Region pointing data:
+ + +
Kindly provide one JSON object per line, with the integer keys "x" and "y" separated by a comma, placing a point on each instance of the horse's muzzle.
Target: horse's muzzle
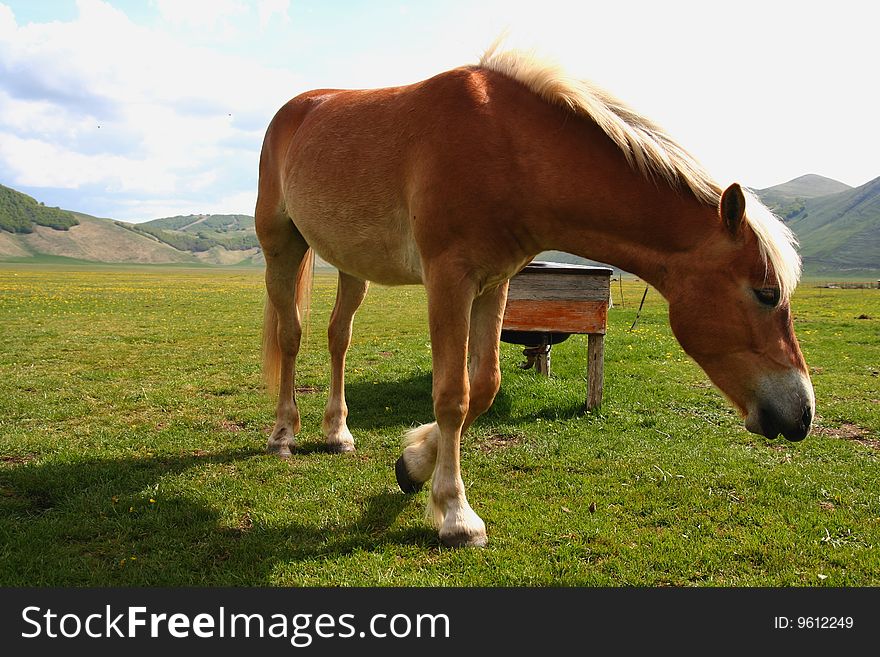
{"x": 770, "y": 424}
{"x": 787, "y": 407}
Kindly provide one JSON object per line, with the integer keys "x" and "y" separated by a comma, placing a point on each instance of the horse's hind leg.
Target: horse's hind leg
{"x": 285, "y": 250}
{"x": 350, "y": 293}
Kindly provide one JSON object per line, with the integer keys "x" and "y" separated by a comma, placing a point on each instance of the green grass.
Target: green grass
{"x": 133, "y": 425}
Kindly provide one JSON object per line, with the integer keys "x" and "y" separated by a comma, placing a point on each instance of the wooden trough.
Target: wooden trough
{"x": 547, "y": 302}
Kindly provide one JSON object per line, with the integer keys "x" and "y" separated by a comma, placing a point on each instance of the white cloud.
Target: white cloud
{"x": 200, "y": 13}
{"x": 104, "y": 102}
{"x": 267, "y": 9}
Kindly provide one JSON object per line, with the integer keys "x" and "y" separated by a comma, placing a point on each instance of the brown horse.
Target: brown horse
{"x": 456, "y": 183}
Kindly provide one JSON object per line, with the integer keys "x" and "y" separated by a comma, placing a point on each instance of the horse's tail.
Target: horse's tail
{"x": 271, "y": 348}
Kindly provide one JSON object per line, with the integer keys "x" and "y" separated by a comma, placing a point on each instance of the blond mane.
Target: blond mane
{"x": 648, "y": 149}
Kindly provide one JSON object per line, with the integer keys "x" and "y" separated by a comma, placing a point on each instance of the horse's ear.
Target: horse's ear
{"x": 733, "y": 208}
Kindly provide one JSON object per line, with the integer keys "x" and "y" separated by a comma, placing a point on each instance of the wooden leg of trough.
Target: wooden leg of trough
{"x": 596, "y": 369}
{"x": 542, "y": 361}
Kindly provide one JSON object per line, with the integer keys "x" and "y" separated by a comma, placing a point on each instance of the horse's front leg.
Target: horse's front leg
{"x": 416, "y": 465}
{"x": 449, "y": 305}
{"x": 350, "y": 293}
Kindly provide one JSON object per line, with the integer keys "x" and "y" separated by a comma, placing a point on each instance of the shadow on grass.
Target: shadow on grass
{"x": 90, "y": 523}
{"x": 411, "y": 402}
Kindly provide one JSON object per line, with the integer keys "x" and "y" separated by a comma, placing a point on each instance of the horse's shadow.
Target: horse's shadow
{"x": 409, "y": 398}
{"x": 93, "y": 539}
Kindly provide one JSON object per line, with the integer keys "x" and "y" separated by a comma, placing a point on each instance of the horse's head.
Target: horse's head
{"x": 730, "y": 312}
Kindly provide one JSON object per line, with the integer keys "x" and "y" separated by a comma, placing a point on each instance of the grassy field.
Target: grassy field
{"x": 132, "y": 428}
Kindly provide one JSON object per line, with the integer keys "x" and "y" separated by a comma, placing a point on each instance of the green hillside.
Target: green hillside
{"x": 200, "y": 232}
{"x": 841, "y": 232}
{"x": 788, "y": 199}
{"x": 19, "y": 213}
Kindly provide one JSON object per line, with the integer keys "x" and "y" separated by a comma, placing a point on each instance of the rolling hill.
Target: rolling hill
{"x": 839, "y": 232}
{"x": 29, "y": 230}
{"x": 838, "y": 227}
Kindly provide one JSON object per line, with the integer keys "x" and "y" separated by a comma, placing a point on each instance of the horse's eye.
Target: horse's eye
{"x": 768, "y": 296}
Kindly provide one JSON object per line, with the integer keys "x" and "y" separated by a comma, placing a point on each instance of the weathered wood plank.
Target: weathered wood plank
{"x": 596, "y": 369}
{"x": 556, "y": 316}
{"x": 559, "y": 287}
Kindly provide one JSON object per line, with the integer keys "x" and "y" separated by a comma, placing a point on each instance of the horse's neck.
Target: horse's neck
{"x": 653, "y": 235}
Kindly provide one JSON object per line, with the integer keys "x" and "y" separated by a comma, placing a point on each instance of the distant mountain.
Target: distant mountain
{"x": 838, "y": 232}
{"x": 19, "y": 213}
{"x": 788, "y": 199}
{"x": 29, "y": 230}
{"x": 219, "y": 238}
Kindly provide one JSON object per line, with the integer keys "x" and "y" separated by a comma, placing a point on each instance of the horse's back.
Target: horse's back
{"x": 364, "y": 172}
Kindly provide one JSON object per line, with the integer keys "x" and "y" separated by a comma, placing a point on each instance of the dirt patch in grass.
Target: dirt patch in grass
{"x": 231, "y": 425}
{"x": 497, "y": 441}
{"x": 849, "y": 431}
{"x": 18, "y": 459}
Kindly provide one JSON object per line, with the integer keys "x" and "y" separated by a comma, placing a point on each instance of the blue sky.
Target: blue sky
{"x": 136, "y": 110}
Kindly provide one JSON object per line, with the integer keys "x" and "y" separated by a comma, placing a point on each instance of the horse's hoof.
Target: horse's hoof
{"x": 406, "y": 483}
{"x": 281, "y": 450}
{"x": 461, "y": 539}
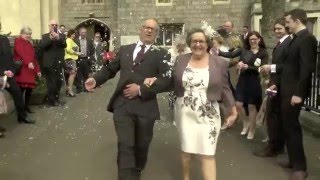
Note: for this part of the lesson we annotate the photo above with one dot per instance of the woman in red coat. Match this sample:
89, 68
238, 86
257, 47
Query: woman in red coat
26, 77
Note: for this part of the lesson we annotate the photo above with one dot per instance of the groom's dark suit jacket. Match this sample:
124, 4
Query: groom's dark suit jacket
154, 64
278, 55
299, 65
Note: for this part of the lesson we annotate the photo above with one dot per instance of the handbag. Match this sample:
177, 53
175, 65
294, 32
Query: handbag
17, 66
3, 82
6, 102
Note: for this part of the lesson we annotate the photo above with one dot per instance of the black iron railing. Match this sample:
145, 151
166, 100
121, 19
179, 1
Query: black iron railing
313, 102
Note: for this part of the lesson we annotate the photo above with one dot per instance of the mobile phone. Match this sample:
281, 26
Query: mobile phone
271, 93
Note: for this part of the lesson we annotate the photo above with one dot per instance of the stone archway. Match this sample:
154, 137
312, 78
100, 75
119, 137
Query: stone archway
94, 25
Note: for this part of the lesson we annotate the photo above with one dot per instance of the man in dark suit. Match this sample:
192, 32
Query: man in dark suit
98, 51
8, 68
245, 31
51, 54
134, 105
86, 59
295, 85
274, 122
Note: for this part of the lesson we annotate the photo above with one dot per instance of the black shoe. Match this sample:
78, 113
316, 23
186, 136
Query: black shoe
28, 110
60, 102
78, 91
138, 172
70, 94
268, 151
54, 103
2, 135
27, 120
283, 161
2, 129
298, 175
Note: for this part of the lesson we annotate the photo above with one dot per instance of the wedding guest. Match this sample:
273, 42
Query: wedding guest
200, 82
71, 56
26, 77
248, 89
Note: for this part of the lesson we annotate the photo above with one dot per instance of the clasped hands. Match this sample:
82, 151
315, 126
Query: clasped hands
242, 65
54, 35
131, 90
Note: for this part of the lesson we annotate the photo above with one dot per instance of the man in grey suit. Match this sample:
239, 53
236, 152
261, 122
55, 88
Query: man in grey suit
86, 59
134, 105
98, 50
274, 122
51, 58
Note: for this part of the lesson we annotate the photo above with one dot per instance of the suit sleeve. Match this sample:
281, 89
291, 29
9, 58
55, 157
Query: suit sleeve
21, 50
109, 71
264, 60
164, 78
307, 62
7, 54
61, 42
45, 42
231, 54
69, 47
227, 96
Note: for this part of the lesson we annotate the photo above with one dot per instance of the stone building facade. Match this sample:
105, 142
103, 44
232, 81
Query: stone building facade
124, 17
119, 20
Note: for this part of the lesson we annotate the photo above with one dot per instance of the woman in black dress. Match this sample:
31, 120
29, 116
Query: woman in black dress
248, 89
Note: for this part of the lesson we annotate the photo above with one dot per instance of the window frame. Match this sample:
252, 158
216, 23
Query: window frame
177, 27
163, 4
95, 2
217, 2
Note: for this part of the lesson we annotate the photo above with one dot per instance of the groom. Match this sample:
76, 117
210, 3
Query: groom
135, 106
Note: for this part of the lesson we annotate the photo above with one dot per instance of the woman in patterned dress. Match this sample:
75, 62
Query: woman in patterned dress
200, 82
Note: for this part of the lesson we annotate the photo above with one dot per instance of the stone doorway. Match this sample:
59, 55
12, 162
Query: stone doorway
94, 25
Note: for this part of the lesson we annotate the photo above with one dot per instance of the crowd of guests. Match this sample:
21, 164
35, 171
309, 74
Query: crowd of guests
61, 56
196, 72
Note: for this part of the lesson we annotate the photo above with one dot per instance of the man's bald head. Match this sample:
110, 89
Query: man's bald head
228, 25
53, 23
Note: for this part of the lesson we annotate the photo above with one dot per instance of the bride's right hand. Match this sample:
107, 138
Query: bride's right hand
149, 81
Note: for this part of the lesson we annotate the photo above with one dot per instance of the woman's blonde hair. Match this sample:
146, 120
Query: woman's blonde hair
219, 39
25, 30
234, 42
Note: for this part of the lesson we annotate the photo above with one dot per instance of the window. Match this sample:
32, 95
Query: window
221, 2
163, 2
167, 33
311, 24
92, 1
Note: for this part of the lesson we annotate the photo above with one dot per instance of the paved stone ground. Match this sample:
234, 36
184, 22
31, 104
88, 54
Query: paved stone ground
78, 142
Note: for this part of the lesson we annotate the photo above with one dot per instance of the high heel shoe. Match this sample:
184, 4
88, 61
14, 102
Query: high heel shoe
244, 131
2, 135
70, 93
250, 135
28, 110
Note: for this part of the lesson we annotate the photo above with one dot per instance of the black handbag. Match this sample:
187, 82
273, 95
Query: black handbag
+ + +
-- Work order --
Set down the records above exactly as written, beginning with the first line and ending with the line that contains "the white cloud.", and do not include pictures.

-- Task answer --
Kindly provide one JSON object per line, with the integer keys "x" and "y" separated by a comma, placing a point on each instance of the horse's muzzle.
Target: horse's muzzle
{"x": 770, "y": 424}
{"x": 787, "y": 407}
Kindly provide one JSON object per line, with the integer keys "x" and "y" separated by a comma, placing a point on each instance of the horse's hind leg.
Target: horse's hind leg
{"x": 285, "y": 250}
{"x": 350, "y": 293}
Kindly provide one JSON object per line, with the integer keys "x" and "y" separated by a comma, placing a point on each instance of the green grass.
Target: green grass
{"x": 133, "y": 425}
Kindly provide one JSON object per line, with the integer keys "x" and "y" separated by a comma, placing a point on each instance of the wooden trough.
Target: wooden trough
{"x": 547, "y": 302}
Kindly provide one JSON object per line, with the integer keys "x" and "y" separated by a comma, placing a point on each instance of the white cloud.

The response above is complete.